▶ [Given instruction]:
Repeat the stretch of the text on food in Singapore from "A Delhiite would" through "haven for foodies.", swapping "foodies" for "food lovers".

▶ [Document extract]:

[START]

A Delhiite would easily feel at home in Singapore. Reason: People of different cultures and nationalities reside together in the city, just like in Delhi. And, like ours, Singapore, too, is a haven for foodies.
It’s said that if you want to strike a conversation with a Singaporean, just talk about food. Well, that’s because a rich variety of cuisines such as Chinese, Malay, Indian, Peranakan and French, along with the local food, are served here. While there’s no end to the upmarket restaurants, its real heart lies in the hawker centres. Sample the Maxwell Food Court for Chinese fritters and Chendol (a traditional ice cream made of flavoured crushed ice topped with fruits and boiled sweet corn at times). For more local dishes, head to Lau Pa Sat, another hawker market-cum-food court. Try the Laksa (a soupy noodle dish) — one of the most popular dishes here. But if you are longing for the Indian flavour, go for the masala dosa at Shree Ganga here. Interestingly, Prata, their version of parantha is also a hot favourite here.

[END]

▶ [Given information]:
[START]

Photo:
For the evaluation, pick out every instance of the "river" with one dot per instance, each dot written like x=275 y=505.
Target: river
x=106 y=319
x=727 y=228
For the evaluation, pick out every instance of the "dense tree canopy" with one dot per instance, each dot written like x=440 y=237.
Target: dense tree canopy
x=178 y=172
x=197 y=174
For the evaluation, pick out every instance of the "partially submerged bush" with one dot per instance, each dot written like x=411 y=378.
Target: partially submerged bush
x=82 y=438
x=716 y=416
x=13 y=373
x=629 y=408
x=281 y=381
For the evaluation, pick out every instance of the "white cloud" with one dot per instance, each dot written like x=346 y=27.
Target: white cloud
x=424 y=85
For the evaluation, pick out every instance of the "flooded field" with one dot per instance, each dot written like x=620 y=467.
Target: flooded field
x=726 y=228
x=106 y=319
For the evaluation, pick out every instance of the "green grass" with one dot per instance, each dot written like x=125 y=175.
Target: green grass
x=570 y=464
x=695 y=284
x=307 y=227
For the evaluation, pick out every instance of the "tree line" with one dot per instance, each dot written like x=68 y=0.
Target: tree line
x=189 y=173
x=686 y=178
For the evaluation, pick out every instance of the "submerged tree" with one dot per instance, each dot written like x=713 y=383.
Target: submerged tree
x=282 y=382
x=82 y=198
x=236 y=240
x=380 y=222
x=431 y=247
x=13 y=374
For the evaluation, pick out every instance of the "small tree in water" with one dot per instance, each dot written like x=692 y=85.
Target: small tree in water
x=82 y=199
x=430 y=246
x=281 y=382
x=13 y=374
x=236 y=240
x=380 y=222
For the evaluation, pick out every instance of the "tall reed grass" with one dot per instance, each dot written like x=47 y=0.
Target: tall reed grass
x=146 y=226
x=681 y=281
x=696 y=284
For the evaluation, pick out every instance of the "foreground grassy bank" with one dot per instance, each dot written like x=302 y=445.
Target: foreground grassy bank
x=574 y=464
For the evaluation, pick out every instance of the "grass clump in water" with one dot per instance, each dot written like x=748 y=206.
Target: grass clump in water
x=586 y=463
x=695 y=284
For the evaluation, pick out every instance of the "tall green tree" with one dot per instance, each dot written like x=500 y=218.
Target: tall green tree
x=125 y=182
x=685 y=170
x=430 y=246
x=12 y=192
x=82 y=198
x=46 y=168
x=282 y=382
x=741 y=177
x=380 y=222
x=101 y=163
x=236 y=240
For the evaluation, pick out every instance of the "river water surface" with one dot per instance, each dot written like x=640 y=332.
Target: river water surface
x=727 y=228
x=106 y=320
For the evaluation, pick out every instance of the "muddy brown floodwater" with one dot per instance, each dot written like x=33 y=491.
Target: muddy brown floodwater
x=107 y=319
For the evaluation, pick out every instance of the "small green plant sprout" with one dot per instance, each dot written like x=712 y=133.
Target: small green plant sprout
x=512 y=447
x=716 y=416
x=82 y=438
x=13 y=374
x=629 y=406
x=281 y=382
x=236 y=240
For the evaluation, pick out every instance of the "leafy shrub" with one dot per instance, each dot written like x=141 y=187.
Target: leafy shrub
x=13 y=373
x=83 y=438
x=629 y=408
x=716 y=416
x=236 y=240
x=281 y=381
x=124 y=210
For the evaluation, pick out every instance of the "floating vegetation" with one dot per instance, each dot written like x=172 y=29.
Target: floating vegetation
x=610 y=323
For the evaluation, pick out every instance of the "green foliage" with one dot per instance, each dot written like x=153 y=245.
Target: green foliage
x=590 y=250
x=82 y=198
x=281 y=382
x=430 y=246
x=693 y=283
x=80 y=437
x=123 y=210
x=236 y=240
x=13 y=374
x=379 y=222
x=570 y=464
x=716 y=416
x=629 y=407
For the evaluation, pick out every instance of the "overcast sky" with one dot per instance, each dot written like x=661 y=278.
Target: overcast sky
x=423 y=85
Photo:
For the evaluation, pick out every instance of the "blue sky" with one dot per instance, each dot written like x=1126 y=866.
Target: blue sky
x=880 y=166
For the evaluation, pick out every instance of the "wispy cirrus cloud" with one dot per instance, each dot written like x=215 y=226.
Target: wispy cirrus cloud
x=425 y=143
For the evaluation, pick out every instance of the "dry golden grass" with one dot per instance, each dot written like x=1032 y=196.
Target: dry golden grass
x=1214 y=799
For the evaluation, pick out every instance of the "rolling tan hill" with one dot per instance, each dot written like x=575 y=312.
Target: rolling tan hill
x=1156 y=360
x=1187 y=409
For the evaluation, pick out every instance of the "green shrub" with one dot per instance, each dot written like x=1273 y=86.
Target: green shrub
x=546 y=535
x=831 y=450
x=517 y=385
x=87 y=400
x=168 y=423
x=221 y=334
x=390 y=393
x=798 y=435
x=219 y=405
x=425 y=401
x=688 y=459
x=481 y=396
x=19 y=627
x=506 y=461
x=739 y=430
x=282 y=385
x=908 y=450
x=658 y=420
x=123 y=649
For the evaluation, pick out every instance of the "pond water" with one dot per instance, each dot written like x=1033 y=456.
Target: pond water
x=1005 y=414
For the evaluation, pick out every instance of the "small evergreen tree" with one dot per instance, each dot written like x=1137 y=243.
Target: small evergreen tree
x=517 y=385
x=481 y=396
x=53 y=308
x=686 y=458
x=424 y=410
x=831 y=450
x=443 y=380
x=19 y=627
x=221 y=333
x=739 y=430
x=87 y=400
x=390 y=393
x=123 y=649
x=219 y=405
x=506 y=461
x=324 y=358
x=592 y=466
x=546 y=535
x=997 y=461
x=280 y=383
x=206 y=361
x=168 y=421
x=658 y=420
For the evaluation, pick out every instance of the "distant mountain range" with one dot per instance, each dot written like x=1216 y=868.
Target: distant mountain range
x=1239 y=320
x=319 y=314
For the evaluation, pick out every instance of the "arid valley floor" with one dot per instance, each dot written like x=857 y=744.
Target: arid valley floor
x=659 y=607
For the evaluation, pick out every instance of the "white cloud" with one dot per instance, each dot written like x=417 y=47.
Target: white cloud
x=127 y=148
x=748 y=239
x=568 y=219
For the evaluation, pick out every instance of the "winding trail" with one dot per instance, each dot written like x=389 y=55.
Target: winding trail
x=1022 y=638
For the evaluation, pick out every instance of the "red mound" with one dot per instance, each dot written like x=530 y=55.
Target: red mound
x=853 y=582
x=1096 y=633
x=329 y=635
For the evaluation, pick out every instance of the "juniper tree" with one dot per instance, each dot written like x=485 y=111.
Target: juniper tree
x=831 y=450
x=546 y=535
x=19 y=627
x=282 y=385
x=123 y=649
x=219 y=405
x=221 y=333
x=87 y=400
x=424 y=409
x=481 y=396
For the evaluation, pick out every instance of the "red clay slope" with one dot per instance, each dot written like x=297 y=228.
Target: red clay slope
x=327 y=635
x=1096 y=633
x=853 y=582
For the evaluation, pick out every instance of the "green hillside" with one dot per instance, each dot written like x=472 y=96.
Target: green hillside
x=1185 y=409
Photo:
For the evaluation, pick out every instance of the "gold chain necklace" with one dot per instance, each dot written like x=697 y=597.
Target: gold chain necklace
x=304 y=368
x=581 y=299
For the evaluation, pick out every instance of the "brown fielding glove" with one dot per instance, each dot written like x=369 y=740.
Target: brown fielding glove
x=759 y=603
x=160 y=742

[END]

▶ [Solution]:
A Delhiite would easily feel at home in Singapore. Reason: People of different cultures and nationalities reside together in the city, just like in Delhi. And, like ours, Singapore, too, is a haven for food lovers.